Stored data entries:
== Segment start ==

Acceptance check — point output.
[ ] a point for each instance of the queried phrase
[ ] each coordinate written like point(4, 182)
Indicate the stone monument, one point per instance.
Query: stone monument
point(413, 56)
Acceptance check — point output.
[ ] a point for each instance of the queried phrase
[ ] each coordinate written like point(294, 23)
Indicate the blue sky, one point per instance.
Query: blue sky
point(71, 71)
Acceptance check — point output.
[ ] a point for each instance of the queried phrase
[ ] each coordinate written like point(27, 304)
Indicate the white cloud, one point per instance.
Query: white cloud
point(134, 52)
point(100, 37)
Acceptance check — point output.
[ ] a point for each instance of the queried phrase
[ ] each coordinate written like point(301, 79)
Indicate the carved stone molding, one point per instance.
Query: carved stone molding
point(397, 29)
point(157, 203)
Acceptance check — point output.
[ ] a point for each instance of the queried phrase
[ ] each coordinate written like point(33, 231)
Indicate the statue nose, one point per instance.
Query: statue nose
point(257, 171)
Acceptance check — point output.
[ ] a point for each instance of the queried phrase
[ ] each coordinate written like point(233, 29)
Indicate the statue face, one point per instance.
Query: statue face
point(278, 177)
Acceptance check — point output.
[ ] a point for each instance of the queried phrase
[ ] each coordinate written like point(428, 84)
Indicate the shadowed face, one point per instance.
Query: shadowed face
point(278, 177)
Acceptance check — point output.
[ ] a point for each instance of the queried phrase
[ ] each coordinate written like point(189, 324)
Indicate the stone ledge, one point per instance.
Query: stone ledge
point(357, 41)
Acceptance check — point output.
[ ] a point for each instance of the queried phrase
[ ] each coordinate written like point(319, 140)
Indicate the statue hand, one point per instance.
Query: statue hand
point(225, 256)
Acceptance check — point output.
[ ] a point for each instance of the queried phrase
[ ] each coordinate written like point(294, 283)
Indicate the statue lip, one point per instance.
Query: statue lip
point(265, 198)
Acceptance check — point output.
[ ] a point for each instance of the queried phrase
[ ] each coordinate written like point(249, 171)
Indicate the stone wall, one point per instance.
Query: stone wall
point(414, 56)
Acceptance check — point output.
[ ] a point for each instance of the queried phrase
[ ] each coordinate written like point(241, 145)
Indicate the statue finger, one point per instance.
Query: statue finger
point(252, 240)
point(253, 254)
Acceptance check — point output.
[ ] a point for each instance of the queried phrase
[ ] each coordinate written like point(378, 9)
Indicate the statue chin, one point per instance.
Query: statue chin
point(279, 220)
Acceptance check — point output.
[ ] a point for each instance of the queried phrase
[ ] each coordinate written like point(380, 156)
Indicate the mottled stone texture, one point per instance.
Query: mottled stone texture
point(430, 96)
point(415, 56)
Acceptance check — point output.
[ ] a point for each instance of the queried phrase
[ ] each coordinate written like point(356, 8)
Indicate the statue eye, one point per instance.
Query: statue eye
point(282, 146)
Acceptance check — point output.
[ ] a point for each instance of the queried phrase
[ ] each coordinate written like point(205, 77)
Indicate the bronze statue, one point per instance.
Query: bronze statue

== Segment end ==

WORK ORDER. Go through the entries above and pull out each line with "bronze" in it.

ANSWER FOR THE TASK.
Indicate the bronze statue, one point per instance.
Query: bronze statue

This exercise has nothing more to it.